>> Begin Extracted records
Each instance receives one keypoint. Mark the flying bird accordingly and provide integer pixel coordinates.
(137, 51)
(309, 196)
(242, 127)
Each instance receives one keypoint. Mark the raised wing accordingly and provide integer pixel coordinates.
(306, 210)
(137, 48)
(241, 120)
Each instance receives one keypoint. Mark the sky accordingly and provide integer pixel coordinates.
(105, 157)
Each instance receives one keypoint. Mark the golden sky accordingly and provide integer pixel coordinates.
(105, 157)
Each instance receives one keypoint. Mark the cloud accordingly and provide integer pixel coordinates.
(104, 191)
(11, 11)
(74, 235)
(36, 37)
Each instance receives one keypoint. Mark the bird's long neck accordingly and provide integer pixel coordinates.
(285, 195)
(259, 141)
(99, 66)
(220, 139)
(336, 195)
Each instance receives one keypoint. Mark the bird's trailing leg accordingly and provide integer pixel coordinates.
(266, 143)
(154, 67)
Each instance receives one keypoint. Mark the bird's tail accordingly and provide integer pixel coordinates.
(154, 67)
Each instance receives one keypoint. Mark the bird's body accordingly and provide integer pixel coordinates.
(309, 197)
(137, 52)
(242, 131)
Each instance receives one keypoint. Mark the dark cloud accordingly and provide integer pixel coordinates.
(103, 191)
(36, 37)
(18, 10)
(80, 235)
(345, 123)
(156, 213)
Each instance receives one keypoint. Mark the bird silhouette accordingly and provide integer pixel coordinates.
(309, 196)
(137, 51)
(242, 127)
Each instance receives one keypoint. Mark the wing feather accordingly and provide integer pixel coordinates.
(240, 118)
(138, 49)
>> End Extracted records
Problem description:
Please extract exactly, and only, the lines from the line containing "Each instance receives one keypoint. Mark the golden" through the last line of the records.

Finished exercise:
Each instance receives one keypoint. Mark the golden sky accordingly and provide integer pixel coordinates.
(105, 157)
Each instance receives one keypoint. Mark the cloud accordingly and provide integer pixel coordinates.
(104, 191)
(11, 11)
(74, 235)
(36, 37)
Each instance receives one keypoint. Mark the bird's long neck accordingly and provide integer pixel coordinates.
(285, 195)
(259, 141)
(99, 66)
(220, 139)
(336, 195)
Each instance receives one keypoint. Mark the bird's trailing leg accordingly and provide integer pixel coordinates.
(266, 143)
(154, 67)
Each instance receives one keypoint. Mark the bird's tail accordingly and provide integer pixel coordinates.
(154, 67)
Each instance receives one keypoint. Mark the bird's body accordingly and provide integer pixel coordinates.
(309, 197)
(137, 52)
(242, 131)
Each instance receives one keypoint. Mark the dark cloud accordingly and provide integer pixel coordinates.
(103, 191)
(36, 37)
(18, 10)
(80, 235)
(345, 123)
(156, 213)
Each instance receives one keypoint. Mark the bird silhouette accordingly and provide integer pixel coordinates.
(309, 196)
(137, 51)
(242, 127)
Each instance receives one keypoint. Mark the wing feather accordingly and provide integer pixel coordinates.
(240, 118)
(138, 49)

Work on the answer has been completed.